OBJECTIVE: Copy out every line of the items unchanged, from the line containing "Put a point on every instance of the square" down to the last line of the items.

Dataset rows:
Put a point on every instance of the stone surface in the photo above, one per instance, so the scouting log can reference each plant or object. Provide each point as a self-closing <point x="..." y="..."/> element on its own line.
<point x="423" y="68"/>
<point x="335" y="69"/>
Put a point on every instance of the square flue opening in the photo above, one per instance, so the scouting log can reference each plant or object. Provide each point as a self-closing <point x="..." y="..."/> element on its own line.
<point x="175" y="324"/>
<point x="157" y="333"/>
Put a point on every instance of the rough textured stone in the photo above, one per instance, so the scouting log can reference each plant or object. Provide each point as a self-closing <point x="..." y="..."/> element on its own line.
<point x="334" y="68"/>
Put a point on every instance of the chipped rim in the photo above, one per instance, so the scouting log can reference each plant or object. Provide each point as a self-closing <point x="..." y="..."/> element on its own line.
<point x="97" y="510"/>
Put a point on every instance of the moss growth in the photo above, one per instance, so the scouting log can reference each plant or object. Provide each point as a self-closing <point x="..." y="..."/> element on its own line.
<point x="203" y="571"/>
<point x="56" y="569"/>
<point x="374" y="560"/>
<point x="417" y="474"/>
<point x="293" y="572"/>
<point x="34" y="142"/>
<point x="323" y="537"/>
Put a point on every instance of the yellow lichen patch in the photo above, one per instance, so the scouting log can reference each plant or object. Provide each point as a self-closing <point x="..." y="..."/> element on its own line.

RESULT FOR THIS TASK:
Put a point on every instance of the square flue opening in the photo above, one per instance, so the scouting log can reference each plant or object. Provide each point as a self-closing <point x="..." y="..."/> element on its own line.
<point x="175" y="324"/>
<point x="157" y="333"/>
Put a point on every instance of the rough textured stone in the photo above, one per instance, so the scouting log can reference each plant or object. Provide each point as a self-closing <point x="..." y="..."/> element on its own line.
<point x="334" y="68"/>
Put a point on every instance of the chipped rim in the photo above, one per instance, so the scouting log can reference each plant or object. Provide each point as a self-closing <point x="..." y="..."/> element on its own line.
<point x="97" y="510"/>
Put a point on every instance of the moss growth in the photo above, one per instance, so the scouting log can reference each plant or object. Provide each point as a self-closing <point x="..." y="..."/> element on its own line.
<point x="203" y="571"/>
<point x="56" y="569"/>
<point x="374" y="560"/>
<point x="417" y="474"/>
<point x="293" y="572"/>
<point x="34" y="142"/>
<point x="323" y="537"/>
Put a point on every instance of the yellow lichen patch in the photo above, one per instance, so the scouting log can reference each plant or object. Provide each point as a self-closing <point x="..." y="..."/> element on its own line.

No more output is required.